Archive for the ‘INR’ Category

Dabigatran approved!

October 21, 2010

For the first time in nearly 50 years, patients with Atrial Fibrillation (A-Fib) have a new blood thinning option: Dabigatran. The talk is already starting about how this could replace Warfarin (which is really RAT POISON… we’re just given it in doses too small to kill us!)

One can hope, but there is still a lot that we need to learn about the drug. The US Food and Drug Administration has approved it only as a preventive for stroke caused by A-Fib. Will it even work for anything else? The odds are that it will, but it still needs to be tested. How are people with mechanical valves going to react to it? Somebody’s going to have to take a deep breath and test it. Yet another problem is the cost. Dabigatran is estimated to cost $8 to $12 per day; Warfarin has been around so long that the cost is a pittance. But that is just the cost of the drug – with Warfarin, you also get the required monitoring, in the form of the INR Test. Dabigatran doesn’t require monitoring. Does the cost of Warfarin plus the cost of the test plus supplies make its cost roughly equal with Dabigatran?

There’s another major drawback for certain CHDers: Dabigtran is currently not recommended for “patients with the presence of a severe heart-valve disorder.” That sounds like Tricuspid Atresia patients, Hypoplastic Left Heart Syndrome patients, and those with several other defects are out of luck. Perhaps it is not for us because of lack of testing; if that is the case, the recommendation may change in the future.

**INFORMATION SUPPLIED**:
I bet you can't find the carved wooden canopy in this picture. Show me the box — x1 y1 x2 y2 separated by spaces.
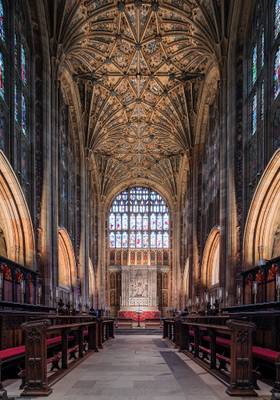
58 0 220 198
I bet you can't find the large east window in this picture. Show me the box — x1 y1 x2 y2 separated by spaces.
108 187 169 249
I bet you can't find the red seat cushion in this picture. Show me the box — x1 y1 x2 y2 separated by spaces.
47 336 61 346
216 337 230 347
253 346 280 362
202 336 230 347
0 346 25 361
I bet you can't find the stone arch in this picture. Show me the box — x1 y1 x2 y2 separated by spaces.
105 179 175 213
243 149 280 269
201 226 221 288
0 151 35 269
58 228 77 288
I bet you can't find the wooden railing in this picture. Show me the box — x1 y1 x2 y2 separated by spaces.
22 317 114 396
163 320 256 396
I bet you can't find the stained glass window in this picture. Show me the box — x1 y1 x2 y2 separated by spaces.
20 46 27 84
136 214 142 231
163 213 169 231
151 214 157 229
136 232 142 248
252 46 257 85
116 232 122 247
14 84 19 123
0 52 5 99
151 232 157 248
163 232 169 249
21 94 27 134
122 232 128 248
110 232 116 247
260 30 264 67
130 214 136 229
157 214 162 231
260 82 264 120
108 187 169 248
274 0 280 38
143 214 149 231
109 213 115 231
129 232 135 248
116 214 122 231
14 33 18 67
122 214 128 230
252 94 257 135
157 232 162 248
0 0 5 40
143 232 149 249
273 48 280 98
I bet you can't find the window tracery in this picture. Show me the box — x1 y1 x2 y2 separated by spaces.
245 0 280 207
109 187 170 249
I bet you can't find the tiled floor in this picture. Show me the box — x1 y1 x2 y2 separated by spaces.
8 335 270 400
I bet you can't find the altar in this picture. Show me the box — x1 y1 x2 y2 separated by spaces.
119 265 160 321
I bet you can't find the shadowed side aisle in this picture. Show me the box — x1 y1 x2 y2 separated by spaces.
6 335 272 400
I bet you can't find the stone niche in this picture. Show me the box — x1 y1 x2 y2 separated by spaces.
120 265 158 311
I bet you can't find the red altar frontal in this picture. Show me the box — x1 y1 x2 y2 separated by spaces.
119 311 160 321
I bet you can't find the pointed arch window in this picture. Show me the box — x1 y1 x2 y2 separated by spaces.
108 187 169 249
0 0 5 40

**WHAT TO DO**:
1. Translate this sentence from the dabigatran post into Spanish: "Dabigatran is estimated to cost $8 to $12 per day; Warfarin has been around so long that the cost is a pittance."
2. Pick up the dabigatran post after its final sentence and keep writing.

**OUTPUTS FOR THE TASKS**:
1. Se estima que el dabigatrán cuesta entre 8 y 12 dólares al día; la warfarina existe desde hace tanto tiempo que su costo es insignificante.

2.
At the moment, Dabigatran looks like a drug with a limited potential. Hopefully real world experience will change this.

A Replacement for Warfarin?

March 22, 2010

A lot of people dislike Warfarin. Also known by its brand name Coumadin, it is the most prescribed anticoagulant (Blood thinner) in North America. If you can get past the fact that you are taking something that is also used as rat poison, the constant monitoring and dosage adjustments are a pain in the butt. Every six weeks you must have a blood test, and it reacts with nearly everything. Other medications and even your choice of foods can make the drug more or less effective. This requires you to adjust your medication and have another blood test. It’s enough to make you yell!

But there are two new anticoagulants being developed that could replace Warfarin. The first is Dabigatran, which is marketed in Europe as Pradaxa. Dabigatran was approved for use in Europe and Canada in 2008 and is currently being considered here in the United States by the Food and Drug Administration.

Dabigatran has all the appearances of a wonder drug. It has done well in scientific studies: the RE-LY clinical trail shows that it performs better than Warfarin at some dosage levels; the RECOVER study proves that there is no need for the constant monitoring and no food/drug interactions.

If you’re waiting on the other shoe to drop, here it comes: Dabigatran is expensive. Great Britain’s National Health Service pays £4.20 per day for Dabigatran, and about £1 per day for Warfarin.

Ugh. Now that’s a problem.There are several theories that the cost difference can be recouped not only through the savings in monitoring costs, but the costs associated with stroke recovery. The simpler a medical therapy is to use, the more likely someone is to follow the instructions and benefit from it. Warfarin is difficult to maintain, while Dabigatran wouldn’t be. Just take your pill and go about your business.

The other new drug is Betrixaban, which is still being developed. It’s a joint venture between Merck and Co. and Portola, and like Dabigatran requires no monitoring and has almost no interactions. But it is still in Phase 2 testing, a long way from public use. Also, Portola is developing an “off switch”; another drug that can be administered in case of a heavy bleed and deactivate Betrixaban.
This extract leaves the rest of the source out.